__GIVEN RECORDS__
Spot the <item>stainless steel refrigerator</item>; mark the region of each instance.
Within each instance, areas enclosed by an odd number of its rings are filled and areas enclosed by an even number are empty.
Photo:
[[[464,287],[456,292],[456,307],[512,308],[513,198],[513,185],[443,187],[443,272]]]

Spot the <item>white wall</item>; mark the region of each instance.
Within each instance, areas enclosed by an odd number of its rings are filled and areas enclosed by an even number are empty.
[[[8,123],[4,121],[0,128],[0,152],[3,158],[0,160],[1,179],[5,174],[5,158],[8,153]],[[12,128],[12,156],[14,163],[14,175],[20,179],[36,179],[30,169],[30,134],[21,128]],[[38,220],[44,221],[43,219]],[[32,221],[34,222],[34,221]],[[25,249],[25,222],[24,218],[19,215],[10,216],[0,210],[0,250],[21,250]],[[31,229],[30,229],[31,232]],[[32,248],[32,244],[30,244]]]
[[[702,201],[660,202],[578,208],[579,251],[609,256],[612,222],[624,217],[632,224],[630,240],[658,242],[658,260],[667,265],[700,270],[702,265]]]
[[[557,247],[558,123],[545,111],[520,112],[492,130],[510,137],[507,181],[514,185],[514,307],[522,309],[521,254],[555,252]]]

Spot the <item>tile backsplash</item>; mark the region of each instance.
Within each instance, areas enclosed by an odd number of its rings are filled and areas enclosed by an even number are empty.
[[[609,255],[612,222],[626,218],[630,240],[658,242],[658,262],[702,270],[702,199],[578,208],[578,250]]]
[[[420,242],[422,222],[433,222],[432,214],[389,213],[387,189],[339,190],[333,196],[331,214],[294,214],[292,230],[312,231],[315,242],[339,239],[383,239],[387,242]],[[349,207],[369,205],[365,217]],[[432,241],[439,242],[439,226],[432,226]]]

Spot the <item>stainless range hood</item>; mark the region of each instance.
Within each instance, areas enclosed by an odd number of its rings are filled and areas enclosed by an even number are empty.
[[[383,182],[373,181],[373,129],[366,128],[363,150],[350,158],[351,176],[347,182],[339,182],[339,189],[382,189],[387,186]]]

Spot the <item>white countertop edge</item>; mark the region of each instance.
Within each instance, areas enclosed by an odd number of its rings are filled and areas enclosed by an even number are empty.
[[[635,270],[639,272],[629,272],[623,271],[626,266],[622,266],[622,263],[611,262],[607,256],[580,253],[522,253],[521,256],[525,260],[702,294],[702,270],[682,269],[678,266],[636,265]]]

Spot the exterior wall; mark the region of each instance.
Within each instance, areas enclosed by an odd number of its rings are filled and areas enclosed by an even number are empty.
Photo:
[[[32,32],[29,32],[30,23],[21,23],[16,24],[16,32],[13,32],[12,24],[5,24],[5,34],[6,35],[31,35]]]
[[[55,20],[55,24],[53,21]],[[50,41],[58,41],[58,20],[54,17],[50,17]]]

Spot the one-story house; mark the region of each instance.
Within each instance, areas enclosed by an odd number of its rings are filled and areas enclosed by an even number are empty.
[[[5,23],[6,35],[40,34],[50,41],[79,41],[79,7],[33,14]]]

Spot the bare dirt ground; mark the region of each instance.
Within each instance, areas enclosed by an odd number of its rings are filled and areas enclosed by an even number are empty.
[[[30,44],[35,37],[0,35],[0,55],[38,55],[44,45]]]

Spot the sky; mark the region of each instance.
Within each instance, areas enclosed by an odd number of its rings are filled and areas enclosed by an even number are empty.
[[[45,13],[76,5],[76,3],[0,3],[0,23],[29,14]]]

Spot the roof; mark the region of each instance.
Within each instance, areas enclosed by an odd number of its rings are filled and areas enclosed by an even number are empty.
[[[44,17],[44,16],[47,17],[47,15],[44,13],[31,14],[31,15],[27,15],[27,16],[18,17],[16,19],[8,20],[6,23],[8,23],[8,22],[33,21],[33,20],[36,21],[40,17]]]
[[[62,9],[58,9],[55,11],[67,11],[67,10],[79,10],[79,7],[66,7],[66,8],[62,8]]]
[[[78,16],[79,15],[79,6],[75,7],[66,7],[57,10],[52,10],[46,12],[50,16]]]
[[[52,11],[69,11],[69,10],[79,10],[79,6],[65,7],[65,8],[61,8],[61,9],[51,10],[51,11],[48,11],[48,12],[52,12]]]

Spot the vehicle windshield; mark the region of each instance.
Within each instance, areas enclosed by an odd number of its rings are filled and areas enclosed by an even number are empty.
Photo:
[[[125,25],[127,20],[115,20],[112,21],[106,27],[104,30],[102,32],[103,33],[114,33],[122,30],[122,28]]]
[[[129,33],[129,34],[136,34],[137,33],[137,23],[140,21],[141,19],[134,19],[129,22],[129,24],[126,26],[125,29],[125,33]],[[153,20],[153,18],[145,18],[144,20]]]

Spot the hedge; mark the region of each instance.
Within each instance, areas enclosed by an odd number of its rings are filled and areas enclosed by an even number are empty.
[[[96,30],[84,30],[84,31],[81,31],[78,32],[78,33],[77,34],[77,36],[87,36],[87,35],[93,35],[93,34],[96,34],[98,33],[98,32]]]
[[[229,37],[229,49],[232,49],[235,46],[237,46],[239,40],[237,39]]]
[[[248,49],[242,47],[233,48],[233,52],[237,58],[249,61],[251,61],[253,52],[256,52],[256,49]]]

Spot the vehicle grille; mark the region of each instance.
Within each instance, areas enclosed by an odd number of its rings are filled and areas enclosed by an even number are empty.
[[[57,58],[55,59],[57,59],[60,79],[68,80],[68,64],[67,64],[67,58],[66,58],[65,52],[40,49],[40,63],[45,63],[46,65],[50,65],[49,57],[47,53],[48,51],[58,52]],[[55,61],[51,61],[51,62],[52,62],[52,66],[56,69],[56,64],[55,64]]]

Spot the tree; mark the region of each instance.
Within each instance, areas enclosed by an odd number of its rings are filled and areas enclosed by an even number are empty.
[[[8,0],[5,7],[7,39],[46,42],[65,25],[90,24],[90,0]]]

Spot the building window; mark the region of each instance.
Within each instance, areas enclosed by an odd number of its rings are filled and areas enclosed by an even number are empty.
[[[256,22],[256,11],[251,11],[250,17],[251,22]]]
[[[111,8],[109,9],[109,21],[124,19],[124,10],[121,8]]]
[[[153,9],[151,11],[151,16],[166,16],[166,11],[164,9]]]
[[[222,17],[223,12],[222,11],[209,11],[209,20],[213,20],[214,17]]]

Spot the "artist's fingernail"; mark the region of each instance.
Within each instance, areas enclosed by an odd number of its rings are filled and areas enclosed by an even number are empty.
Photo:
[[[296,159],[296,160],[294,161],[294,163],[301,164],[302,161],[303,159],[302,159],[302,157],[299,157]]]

__EXERCISE PROMPT__
Turn every line of the entries above into a JSON list of strings, one string per line, with the blank lines left out.

__RIGHT ANSWER__
[
  "Spot the <item>stainless steel refrigerator</item>; mark the region of each instance.",
  "Within each instance, areas enclosed by an odd number of its rings are filled and areas enclosed by an even number are empty.",
  "Photo:",
  "[[[464,287],[456,292],[456,307],[512,308],[513,198],[513,185],[443,187],[443,272]]]",
  "Spot the <item>white wall</item>; mark the region of each instance.",
  "Within each instance, areas enclosed by an odd number of its rings are filled and areas enclosed by an even number are empty.",
  "[[[8,123],[4,121],[0,128],[0,152],[3,158],[0,160],[1,179],[5,174],[5,158],[8,153]],[[12,128],[12,156],[14,163],[14,175],[20,179],[36,179],[30,169],[30,134],[21,128]],[[38,220],[44,221],[43,219]],[[32,221],[34,222],[34,221]],[[25,249],[25,222],[24,218],[19,215],[10,216],[0,210],[0,250],[21,250]],[[31,229],[30,229],[31,232]],[[32,248],[32,244],[30,244]]]",
  "[[[702,201],[660,202],[578,208],[579,251],[609,256],[612,222],[624,217],[632,224],[630,240],[658,242],[658,260],[667,265],[700,270],[702,265]]]",
  "[[[557,247],[558,123],[545,111],[520,112],[492,130],[510,137],[507,181],[514,185],[514,307],[522,309],[521,254],[555,252]]]",
  "Spot the <item>tile backsplash</item>; mark the region of each instance.",
  "Within each instance, areas enclosed by an odd number of its rings are filled and areas enclosed by an even number are empty.",
  "[[[609,255],[612,222],[626,218],[630,240],[658,242],[658,262],[702,270],[702,199],[578,208],[578,250]]]",
  "[[[420,242],[422,222],[433,222],[432,214],[389,213],[387,189],[339,190],[333,196],[331,214],[294,214],[292,230],[312,231],[315,242],[339,239],[383,239],[387,242]],[[349,207],[369,205],[365,217]],[[432,241],[439,242],[439,226],[432,226]]]",
  "Spot the <item>stainless range hood</item>; mark the region of each instance.",
  "Within each instance, areas enclosed by an odd number of its rings are filled and areas enclosed by an even number are empty.",
  "[[[383,182],[373,181],[373,129],[366,128],[363,150],[350,158],[351,176],[347,182],[339,182],[339,189],[382,189],[387,186]]]",
  "Spot the <item>white countertop edge</item>; mark the region of each instance.",
  "Within each instance, areas enclosed by an odd number of its rings are filled and areas enclosed by an even number are empty.",
  "[[[635,270],[639,272],[629,272],[623,271],[626,266],[622,266],[622,263],[611,262],[607,256],[580,253],[522,253],[521,256],[525,260],[702,294],[702,270],[682,269],[678,266],[636,265]]]",
  "Spot the exterior wall; mark the region of each instance.",
  "Within each instance, areas enclosed by an odd number of its rings are filled and areas enclosed by an even number are empty.",
  "Photo:",
  "[[[32,32],[29,32],[30,23],[21,23],[16,24],[16,32],[13,32],[12,24],[5,24],[5,34],[6,35],[31,35]]]",
  "[[[55,20],[55,24],[53,21]],[[50,41],[58,41],[58,20],[54,17],[50,17]]]",
  "Spot the one-story house; mark the region of each instance.",
  "Within each instance, areas enclosed by an odd number of its rings are filled and areas enclosed by an even number are empty.",
  "[[[5,23],[6,35],[40,34],[50,41],[79,41],[79,7],[33,14]]]",
  "Spot the bare dirt ground; mark the region of each instance.",
  "Within each instance, areas enclosed by an odd number of its rings are filled and areas enclosed by an even number are empty.",
  "[[[30,44],[35,37],[0,35],[0,55],[38,55],[44,45]]]",
  "Spot the sky; mark the region of each instance.",
  "Within each instance, areas enclosed by an odd number of its rings are filled and areas enclosed by an even number are empty.",
  "[[[45,13],[76,5],[76,3],[0,3],[0,23],[29,14]]]",
  "Spot the roof; mark the region of each instance.",
  "Within each instance, areas enclosed by an odd number of its rings are filled and areas enclosed by an even number are empty.",
  "[[[44,17],[44,16],[47,17],[47,15],[44,13],[31,14],[31,15],[27,15],[27,16],[18,17],[16,19],[8,20],[6,23],[8,23],[8,22],[33,21],[33,20],[36,21],[40,17]]]",
  "[[[62,9],[58,9],[55,11],[67,11],[67,10],[79,10],[79,7],[66,7],[66,8],[62,8]]]",
  "[[[78,16],[79,15],[79,6],[75,7],[66,7],[57,10],[52,10],[46,12],[50,16]]]",
  "[[[52,11],[69,11],[69,10],[79,10],[79,6],[65,7],[65,8],[61,8],[61,9],[51,10],[51,11],[48,11],[48,12],[52,12]]]",
  "Spot the vehicle windshield; mark the region of each instance.",
  "Within each instance, areas enclosed by an odd number of its rings are filled and areas enclosed by an even number are empty.",
  "Photo:",
  "[[[125,25],[127,20],[115,20],[112,21],[106,27],[104,30],[102,32],[103,33],[114,33],[122,30],[122,28]]]",
  "[[[129,33],[129,34],[136,34],[137,33],[137,23],[140,21],[141,19],[134,19],[129,22],[129,24],[126,26],[125,29],[125,33]],[[153,20],[153,18],[145,18],[144,20]]]",
  "Spot the hedge; mark the region of each instance.",
  "Within each instance, areas enclosed by an odd number of its rings are filled and areas enclosed by an even number are empty.",
  "[[[96,30],[84,30],[84,31],[81,31],[78,32],[78,33],[77,34],[77,36],[87,36],[87,35],[93,35],[93,34],[96,34],[98,33],[98,32]]]",
  "[[[229,37],[229,49],[232,49],[235,46],[237,46],[239,40],[237,39]]]",
  "[[[248,49],[242,47],[233,48],[233,52],[237,58],[249,61],[251,61],[253,52],[256,52],[256,49]]]",
  "Spot the vehicle grille; mark the region of each instance.",
  "Within each instance, areas enclosed by an odd number of its rings are filled and areas enclosed by an even number are empty.",
  "[[[57,58],[55,59],[57,59],[60,79],[68,80],[68,64],[67,64],[67,58],[66,58],[65,52],[40,49],[40,63],[45,63],[46,65],[50,65],[49,57],[47,53],[48,51],[58,52]],[[55,61],[51,61],[51,62],[52,62],[52,66],[56,69],[56,64],[55,64]]]",
  "Spot the tree; mark the region of each instance.",
  "Within each instance, areas enclosed by an odd number of its rings are filled and areas enclosed by an even number are empty.",
  "[[[8,0],[5,7],[7,39],[46,42],[65,25],[90,24],[90,0]]]",
  "Spot the building window; mark the region of each instance.",
  "Within each instance, areas enclosed by an odd number of its rings are filled and areas enclosed by an even number are empty.",
  "[[[256,22],[256,11],[251,11],[250,17],[251,22]]]",
  "[[[111,8],[109,9],[109,21],[124,19],[124,10],[121,8]]]",
  "[[[153,9],[151,11],[151,16],[166,16],[166,11],[164,9]]]",
  "[[[222,17],[223,12],[222,11],[209,11],[209,20],[213,20],[214,17]]]",
  "Spot the \"artist's fingernail\"; mark the region of each instance.",
  "Within each instance, areas enclosed by an odd number of its rings are filled and areas enclosed by an even number are empty.",
  "Photo:",
  "[[[296,159],[296,160],[294,161],[294,163],[301,164],[302,161],[303,159],[302,159],[302,157],[299,157]]]"
]